> **TASK STATEMENT**:
Continue the investor forum thread about selling shares and coping with trading losses, starting right after its last sentence.

Every trade is different.
Today I said to me broker sell the lot at 75p or better if you can but he only got half away. once the share price was firning I sold two more tranches into the strength at around 64p I think.
I did that as I know ow mad these move. A less volatlie stock I'd sell all in one go or tranches, especially on short term rallies.
You just can't avoid the odd bad apple. But over a year, if you do things right, the good stuff far outweighs the bad that you can never avoid entirely.
Deep breath and move on. The less you let it disturb you the faster you make up the loss and more imo.
Thanks for your comments on IGR, Richard. I got whacked today (sold early doors) and have taken a bit of a confidence hit. I focus entirely on lower risk investments and truly didn't even contemplate the possibility of such a savage drop. Feel lied to by management on this one, so I'm semi forgiving myself. Frustrating, as I was up nicely so far this year and I'm now back to even (fortunately IGR was only 3.3% of my portfolio). The worst part is that I'm now questioning the other companies I've researched heavily and am invested in. These are: Marks and Spencer, Filtronic, Warpaint, TP ICAP, Card factory, Water Intelligence, Games Workshop, Serica, Serabi Gold, XPS pensions, IG Group, JET2 and Eurocell. I've recently sold Bloomsbury Publishing, Deliveroo and Carclo as they fell firmly below their 200 moving average (one of my firm rules), although I may buy Carclo back.

(Records in a dataset)
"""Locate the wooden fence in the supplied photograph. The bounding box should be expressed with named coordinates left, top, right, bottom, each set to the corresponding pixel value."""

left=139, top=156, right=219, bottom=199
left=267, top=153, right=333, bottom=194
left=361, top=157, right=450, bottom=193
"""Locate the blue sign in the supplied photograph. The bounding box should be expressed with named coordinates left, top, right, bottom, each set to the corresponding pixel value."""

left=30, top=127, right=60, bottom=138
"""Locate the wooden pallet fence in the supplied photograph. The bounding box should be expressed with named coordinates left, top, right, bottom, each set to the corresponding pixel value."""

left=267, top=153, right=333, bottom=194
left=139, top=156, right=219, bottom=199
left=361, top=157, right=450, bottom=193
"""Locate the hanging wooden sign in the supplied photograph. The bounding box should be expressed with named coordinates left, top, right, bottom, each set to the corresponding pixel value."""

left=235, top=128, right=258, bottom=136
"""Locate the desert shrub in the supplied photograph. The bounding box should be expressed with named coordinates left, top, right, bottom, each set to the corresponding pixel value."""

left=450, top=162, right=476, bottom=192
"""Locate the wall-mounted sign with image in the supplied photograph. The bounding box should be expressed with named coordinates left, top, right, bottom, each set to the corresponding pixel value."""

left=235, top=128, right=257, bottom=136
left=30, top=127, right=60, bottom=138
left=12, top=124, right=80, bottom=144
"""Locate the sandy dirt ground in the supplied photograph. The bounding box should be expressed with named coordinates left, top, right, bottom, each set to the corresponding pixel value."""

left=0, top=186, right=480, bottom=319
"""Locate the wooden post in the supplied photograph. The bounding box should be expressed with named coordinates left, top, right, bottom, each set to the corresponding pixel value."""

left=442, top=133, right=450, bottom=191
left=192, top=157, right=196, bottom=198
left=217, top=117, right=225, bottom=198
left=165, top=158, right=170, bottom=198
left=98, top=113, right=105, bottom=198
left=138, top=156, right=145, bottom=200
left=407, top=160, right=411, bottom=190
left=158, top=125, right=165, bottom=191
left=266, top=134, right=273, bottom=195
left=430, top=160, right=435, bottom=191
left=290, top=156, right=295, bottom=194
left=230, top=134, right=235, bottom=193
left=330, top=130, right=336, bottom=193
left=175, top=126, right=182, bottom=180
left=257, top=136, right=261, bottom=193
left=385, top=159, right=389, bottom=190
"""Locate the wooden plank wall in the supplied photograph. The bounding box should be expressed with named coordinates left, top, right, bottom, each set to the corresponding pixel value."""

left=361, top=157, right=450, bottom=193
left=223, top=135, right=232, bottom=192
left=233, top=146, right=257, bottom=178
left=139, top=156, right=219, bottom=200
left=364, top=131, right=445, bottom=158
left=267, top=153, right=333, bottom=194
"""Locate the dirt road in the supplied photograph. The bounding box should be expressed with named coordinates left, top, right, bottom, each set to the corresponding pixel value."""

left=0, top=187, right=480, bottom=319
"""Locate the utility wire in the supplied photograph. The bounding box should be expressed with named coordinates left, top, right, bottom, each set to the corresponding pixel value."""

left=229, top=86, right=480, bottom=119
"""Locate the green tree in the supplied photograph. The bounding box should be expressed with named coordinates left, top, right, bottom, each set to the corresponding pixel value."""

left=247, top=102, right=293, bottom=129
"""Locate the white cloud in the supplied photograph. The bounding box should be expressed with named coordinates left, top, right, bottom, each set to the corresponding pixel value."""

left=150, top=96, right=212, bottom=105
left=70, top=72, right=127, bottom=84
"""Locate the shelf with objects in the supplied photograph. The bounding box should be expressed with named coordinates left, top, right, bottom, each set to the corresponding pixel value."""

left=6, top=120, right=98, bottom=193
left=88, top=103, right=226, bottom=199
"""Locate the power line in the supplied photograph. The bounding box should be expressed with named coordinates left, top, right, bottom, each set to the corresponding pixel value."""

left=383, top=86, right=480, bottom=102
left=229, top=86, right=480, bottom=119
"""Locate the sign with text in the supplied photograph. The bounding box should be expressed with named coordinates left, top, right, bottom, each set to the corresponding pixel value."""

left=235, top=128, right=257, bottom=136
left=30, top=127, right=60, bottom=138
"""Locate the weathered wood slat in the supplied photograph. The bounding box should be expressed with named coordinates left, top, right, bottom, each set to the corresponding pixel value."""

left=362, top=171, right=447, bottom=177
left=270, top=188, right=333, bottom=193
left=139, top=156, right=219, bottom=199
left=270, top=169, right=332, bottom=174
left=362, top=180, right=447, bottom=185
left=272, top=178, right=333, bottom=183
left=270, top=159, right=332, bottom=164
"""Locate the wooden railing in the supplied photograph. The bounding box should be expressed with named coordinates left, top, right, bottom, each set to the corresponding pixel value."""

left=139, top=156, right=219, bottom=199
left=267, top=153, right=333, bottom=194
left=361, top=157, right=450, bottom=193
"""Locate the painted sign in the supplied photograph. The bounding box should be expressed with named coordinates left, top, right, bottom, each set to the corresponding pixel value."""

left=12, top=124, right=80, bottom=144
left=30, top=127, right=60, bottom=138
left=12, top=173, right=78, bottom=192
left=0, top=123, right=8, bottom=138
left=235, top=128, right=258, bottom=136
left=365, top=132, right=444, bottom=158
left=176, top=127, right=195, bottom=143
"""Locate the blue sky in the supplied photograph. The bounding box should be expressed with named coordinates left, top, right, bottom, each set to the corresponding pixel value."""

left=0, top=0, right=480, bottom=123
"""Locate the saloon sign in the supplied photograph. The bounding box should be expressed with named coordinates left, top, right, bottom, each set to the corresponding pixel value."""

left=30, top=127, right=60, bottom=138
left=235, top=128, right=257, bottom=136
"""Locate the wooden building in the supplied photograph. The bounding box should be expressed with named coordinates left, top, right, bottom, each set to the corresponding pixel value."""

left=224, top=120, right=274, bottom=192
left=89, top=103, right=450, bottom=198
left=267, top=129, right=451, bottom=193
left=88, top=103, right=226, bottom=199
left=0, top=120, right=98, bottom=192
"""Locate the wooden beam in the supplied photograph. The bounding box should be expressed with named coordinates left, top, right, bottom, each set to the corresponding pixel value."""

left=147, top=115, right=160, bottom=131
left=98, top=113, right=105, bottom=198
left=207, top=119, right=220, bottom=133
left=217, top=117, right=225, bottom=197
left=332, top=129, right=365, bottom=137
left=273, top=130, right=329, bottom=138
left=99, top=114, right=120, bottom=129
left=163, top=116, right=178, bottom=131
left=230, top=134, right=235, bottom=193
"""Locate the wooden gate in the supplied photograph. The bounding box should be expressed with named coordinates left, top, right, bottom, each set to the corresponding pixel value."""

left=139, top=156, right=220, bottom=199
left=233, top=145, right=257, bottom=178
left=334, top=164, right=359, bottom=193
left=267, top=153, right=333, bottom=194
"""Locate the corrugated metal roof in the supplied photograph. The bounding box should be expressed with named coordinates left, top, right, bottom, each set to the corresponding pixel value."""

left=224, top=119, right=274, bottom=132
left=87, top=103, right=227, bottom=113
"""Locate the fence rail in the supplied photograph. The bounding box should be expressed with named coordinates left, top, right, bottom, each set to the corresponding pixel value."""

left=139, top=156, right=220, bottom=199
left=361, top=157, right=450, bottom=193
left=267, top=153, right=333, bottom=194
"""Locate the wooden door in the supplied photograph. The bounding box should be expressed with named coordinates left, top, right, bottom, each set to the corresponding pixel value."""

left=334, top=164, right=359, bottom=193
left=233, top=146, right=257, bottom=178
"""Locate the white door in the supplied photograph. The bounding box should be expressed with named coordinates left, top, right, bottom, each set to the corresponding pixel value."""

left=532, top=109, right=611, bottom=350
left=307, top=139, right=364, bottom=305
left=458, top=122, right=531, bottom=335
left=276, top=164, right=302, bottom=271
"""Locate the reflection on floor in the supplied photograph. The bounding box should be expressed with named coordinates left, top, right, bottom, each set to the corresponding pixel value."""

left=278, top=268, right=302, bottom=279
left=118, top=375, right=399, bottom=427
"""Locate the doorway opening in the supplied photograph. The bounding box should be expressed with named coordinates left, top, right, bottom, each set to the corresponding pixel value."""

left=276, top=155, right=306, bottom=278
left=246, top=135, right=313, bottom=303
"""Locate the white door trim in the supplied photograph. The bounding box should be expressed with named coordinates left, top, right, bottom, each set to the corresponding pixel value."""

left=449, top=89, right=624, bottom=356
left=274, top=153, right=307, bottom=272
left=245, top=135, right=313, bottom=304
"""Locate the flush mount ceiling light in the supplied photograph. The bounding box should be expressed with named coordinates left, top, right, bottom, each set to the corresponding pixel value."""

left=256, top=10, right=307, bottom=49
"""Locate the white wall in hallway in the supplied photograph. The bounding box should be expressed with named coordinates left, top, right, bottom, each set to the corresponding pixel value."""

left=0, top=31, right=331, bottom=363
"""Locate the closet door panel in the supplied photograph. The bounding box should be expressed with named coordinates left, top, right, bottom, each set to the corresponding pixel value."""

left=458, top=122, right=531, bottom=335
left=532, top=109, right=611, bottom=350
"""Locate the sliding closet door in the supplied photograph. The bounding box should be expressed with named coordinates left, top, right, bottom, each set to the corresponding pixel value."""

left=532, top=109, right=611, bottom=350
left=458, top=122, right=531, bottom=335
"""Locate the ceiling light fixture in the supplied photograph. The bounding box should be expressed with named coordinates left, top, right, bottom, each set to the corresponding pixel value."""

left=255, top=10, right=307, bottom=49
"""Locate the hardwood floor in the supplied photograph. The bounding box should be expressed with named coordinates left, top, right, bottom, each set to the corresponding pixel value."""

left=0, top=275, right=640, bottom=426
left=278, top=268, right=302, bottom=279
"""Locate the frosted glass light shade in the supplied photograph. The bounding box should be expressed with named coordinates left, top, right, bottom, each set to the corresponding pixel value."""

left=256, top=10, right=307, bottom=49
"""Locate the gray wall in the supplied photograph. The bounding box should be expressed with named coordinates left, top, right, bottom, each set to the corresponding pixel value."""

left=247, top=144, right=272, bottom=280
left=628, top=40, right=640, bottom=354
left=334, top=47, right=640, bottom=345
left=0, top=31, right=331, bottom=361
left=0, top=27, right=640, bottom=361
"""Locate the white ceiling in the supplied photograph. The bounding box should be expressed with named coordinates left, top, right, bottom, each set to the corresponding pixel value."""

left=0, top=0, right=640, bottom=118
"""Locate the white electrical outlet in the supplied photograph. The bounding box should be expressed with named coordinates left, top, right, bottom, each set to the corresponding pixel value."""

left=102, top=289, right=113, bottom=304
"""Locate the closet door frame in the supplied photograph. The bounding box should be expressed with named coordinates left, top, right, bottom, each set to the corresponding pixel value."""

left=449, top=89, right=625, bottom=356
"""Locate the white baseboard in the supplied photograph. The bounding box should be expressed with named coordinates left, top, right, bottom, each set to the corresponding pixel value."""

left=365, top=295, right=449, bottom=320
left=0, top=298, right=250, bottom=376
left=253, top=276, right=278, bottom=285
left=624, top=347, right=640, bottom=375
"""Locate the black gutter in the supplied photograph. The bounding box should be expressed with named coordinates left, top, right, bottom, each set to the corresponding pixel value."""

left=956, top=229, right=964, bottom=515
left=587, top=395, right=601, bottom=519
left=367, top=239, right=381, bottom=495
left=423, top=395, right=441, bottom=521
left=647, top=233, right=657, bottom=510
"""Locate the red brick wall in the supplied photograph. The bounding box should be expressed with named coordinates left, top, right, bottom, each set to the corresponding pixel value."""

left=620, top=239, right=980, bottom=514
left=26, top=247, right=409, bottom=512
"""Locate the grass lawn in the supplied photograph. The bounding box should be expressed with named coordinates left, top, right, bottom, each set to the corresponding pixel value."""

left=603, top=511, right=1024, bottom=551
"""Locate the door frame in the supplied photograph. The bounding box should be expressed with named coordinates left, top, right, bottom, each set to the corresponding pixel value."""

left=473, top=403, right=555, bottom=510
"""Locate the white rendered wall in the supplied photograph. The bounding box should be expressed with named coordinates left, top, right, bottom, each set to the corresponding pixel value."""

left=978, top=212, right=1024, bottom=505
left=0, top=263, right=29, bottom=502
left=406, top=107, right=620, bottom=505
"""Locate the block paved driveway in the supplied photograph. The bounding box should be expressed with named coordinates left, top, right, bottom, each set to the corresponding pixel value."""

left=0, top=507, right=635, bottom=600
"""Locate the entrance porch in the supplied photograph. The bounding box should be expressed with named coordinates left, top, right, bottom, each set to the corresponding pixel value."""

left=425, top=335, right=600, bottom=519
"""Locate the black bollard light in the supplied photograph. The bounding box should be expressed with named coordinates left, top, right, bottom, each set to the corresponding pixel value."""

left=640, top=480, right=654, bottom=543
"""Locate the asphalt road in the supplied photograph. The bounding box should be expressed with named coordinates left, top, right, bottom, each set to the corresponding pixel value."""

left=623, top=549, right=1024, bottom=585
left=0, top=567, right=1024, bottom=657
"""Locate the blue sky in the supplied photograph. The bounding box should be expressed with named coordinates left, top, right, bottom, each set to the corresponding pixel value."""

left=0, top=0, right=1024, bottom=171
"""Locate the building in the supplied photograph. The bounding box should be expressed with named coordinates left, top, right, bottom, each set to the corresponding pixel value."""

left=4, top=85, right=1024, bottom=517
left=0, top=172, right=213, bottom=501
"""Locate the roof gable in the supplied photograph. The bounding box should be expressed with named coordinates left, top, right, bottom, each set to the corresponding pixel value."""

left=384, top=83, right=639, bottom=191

> **ANSWER TO THIS TASK**:
Copied my investing rules below (I keep them in Notes on my phone!). Any new additions welcome - I'm keen to learn from this IGR shocker...
No more than 16 stocks
No more than 15% (original stake) invested in one company
Quality focus and long term hold until change of investment case or long term trend broken (firm close below 200 day MA)
Be patient with buys
Only trade if you have to not through FOMO
Don't panic if in a loss (or sitting on a big unrealised gain!)
Don't throw good money after bad - focus on winners and cut clear losers (you can always buy back in - but only do so if long term trend is positive - either a clear bowl or over 200 day MA)
Be emotionless about buying and selling and past positions
Position size based on confidence and concerns
Don't rush execution of trade
Great post thank you for sharing your rules, I know I need to be more disciplined, the 200 ma seems a very sound rule
cheers
Cheers Rebel
So we’ve had our WOSG moment this week with IGR.
You cannot account for incompetent management who I simply don’t believe didn’t know what was going on in November. Potentially misleading the markets……should be investigated.
Anyway other positive updates more than made up for it
Hi Richard. Yes interesting week. I’m a big fan of McBride since early last year. Still confident they’ve more to go (>£2) plus divi reinstated soon. I’ve never been in Card or IGDesign - but aren’t they both in the same business? And yet you’ve 2 very different write up for companies which are both in the celebration trade. Immediately thoughts on your write up was - Card should bid for moonpig. That would set some fireworks off.
Thanks Richard. A fascinating post, as always. Even director buying can sometimes be misleading. I followed the example of a director in Vistry after his huge £7m buy and I lost a packet. Goodness knows how he feels atm. Thanks again.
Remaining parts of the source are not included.